Exercise input below:

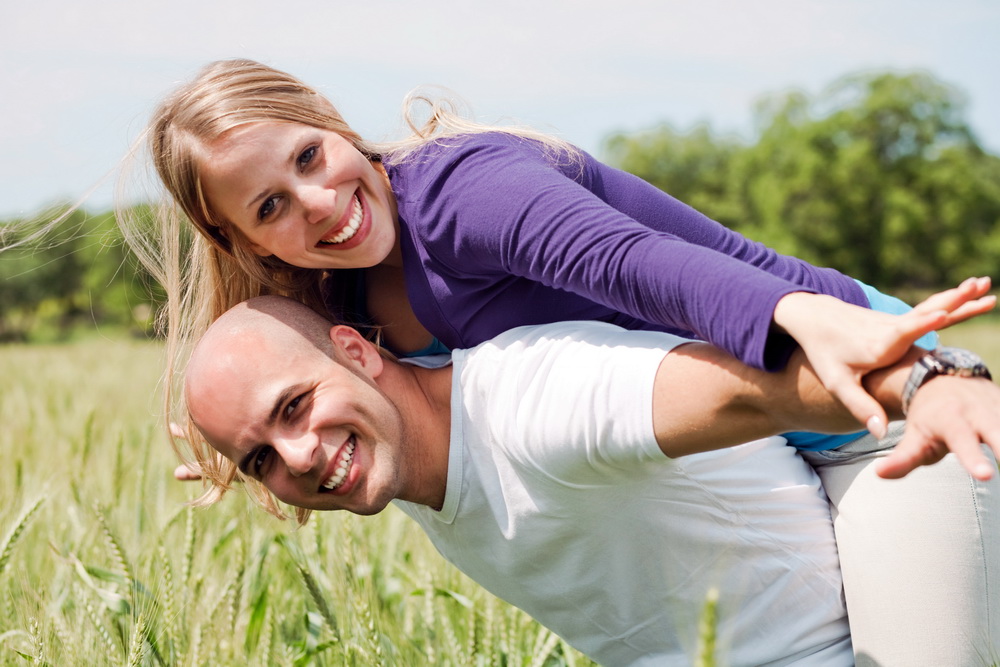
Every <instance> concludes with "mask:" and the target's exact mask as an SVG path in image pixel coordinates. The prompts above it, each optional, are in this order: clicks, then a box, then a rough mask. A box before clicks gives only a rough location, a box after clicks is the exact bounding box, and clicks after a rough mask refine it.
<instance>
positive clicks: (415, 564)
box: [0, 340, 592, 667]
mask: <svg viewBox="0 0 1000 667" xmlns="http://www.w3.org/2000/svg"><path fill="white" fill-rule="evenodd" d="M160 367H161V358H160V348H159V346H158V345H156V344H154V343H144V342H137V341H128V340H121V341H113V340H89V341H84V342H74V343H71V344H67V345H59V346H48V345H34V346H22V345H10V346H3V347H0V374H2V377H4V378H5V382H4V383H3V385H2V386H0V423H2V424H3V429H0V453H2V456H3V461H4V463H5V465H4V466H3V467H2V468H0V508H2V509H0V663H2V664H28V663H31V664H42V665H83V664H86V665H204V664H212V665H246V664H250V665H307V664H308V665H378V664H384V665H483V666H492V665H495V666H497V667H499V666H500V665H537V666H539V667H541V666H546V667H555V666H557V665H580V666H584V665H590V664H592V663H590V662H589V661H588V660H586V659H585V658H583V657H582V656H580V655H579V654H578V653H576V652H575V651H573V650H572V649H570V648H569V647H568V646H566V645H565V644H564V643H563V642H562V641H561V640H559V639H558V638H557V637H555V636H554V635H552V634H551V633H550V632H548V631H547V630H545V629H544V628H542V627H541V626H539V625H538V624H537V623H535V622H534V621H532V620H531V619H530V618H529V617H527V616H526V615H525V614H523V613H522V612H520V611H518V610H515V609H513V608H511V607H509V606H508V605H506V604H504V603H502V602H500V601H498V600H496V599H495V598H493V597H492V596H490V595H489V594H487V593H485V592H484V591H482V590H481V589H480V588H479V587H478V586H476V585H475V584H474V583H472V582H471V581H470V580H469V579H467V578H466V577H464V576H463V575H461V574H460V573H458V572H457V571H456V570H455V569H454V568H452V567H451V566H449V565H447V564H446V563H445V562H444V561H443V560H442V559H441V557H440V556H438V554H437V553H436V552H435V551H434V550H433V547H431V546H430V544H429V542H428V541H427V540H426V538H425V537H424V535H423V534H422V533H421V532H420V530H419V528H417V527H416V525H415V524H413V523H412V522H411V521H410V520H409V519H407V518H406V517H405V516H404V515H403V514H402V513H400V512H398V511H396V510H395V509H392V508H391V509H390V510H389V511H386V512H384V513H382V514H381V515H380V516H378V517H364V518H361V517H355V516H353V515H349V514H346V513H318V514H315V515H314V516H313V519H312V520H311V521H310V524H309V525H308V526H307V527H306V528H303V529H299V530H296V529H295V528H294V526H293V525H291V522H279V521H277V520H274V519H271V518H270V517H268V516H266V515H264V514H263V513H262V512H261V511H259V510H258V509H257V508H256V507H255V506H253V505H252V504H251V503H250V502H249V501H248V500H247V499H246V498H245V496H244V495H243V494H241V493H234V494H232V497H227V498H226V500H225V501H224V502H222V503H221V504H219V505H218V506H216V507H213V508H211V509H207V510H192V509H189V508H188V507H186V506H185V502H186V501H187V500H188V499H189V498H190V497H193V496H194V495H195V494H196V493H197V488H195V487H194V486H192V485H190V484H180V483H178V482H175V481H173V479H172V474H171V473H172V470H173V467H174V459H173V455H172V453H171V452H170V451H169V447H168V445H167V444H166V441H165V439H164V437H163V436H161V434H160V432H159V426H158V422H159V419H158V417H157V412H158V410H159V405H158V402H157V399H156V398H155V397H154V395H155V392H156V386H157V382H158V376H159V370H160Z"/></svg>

End of Exercise input.
Exercise input below:

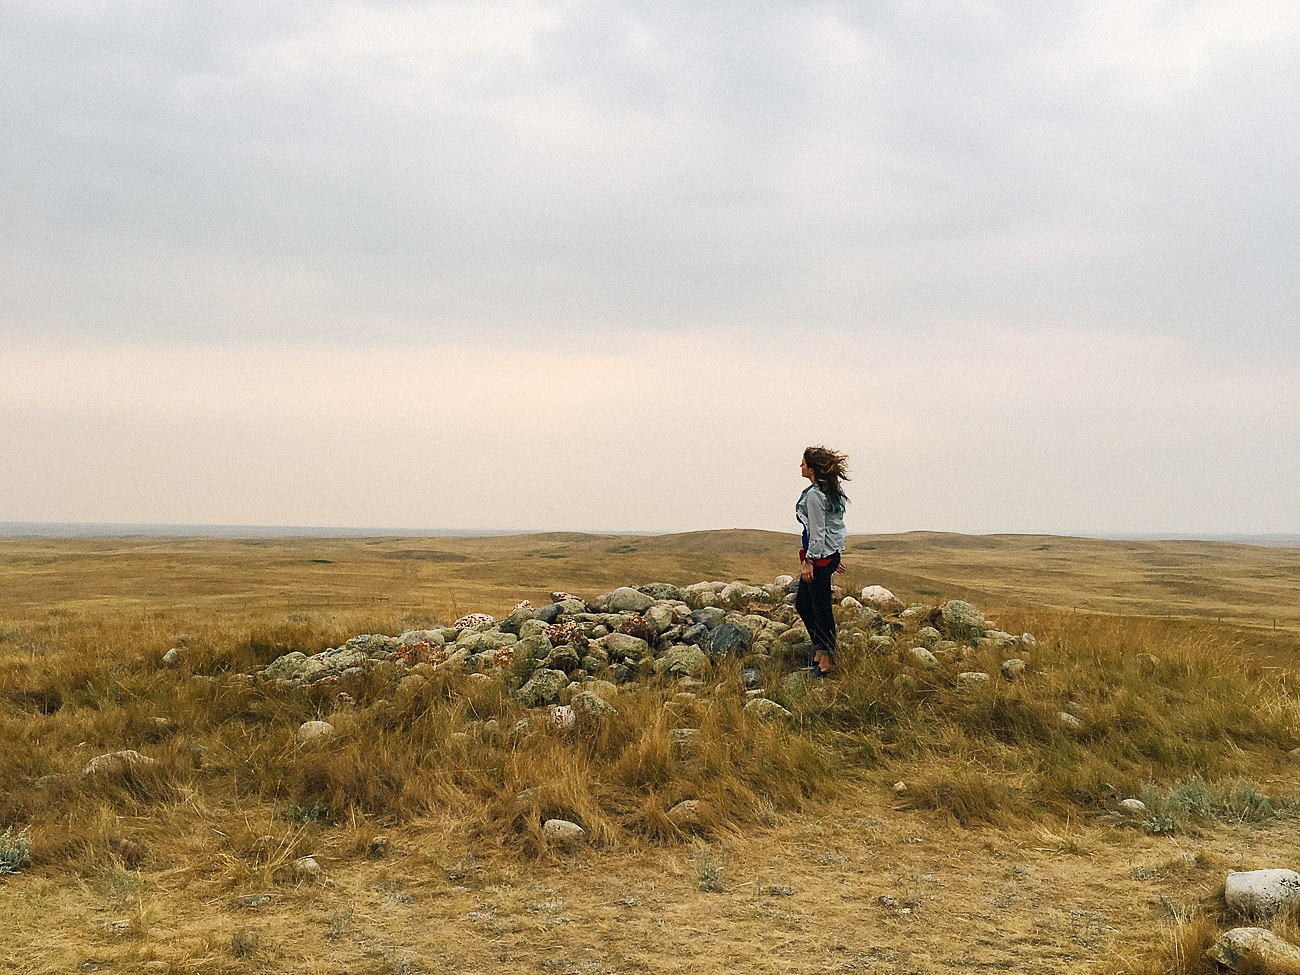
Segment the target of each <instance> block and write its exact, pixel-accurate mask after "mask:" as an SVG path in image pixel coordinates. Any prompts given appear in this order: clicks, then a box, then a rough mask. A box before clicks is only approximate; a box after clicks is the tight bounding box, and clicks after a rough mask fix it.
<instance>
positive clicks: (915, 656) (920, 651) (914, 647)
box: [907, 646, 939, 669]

End of Exercise input.

#### [To do]
Look above for the line with "Segment the target" and the line with "box: [907, 646, 939, 669]". Write out those two lines and all the lines between them, exactly, and no others.

#### [Result of this task]
Segment the target of each <instance> block and write its exact, pixel-accurate mask after "mask:" as an SVG path in image pixel coordinates. Any prompts given appear in this order: clicks, then a box, then a rough mask. A box before clicks is only approximate; a box after clicks is the tight bounding box, and clicks after a rough mask fix it.
<instance>
positive clicks: (915, 656) (920, 651) (914, 647)
box: [907, 646, 939, 669]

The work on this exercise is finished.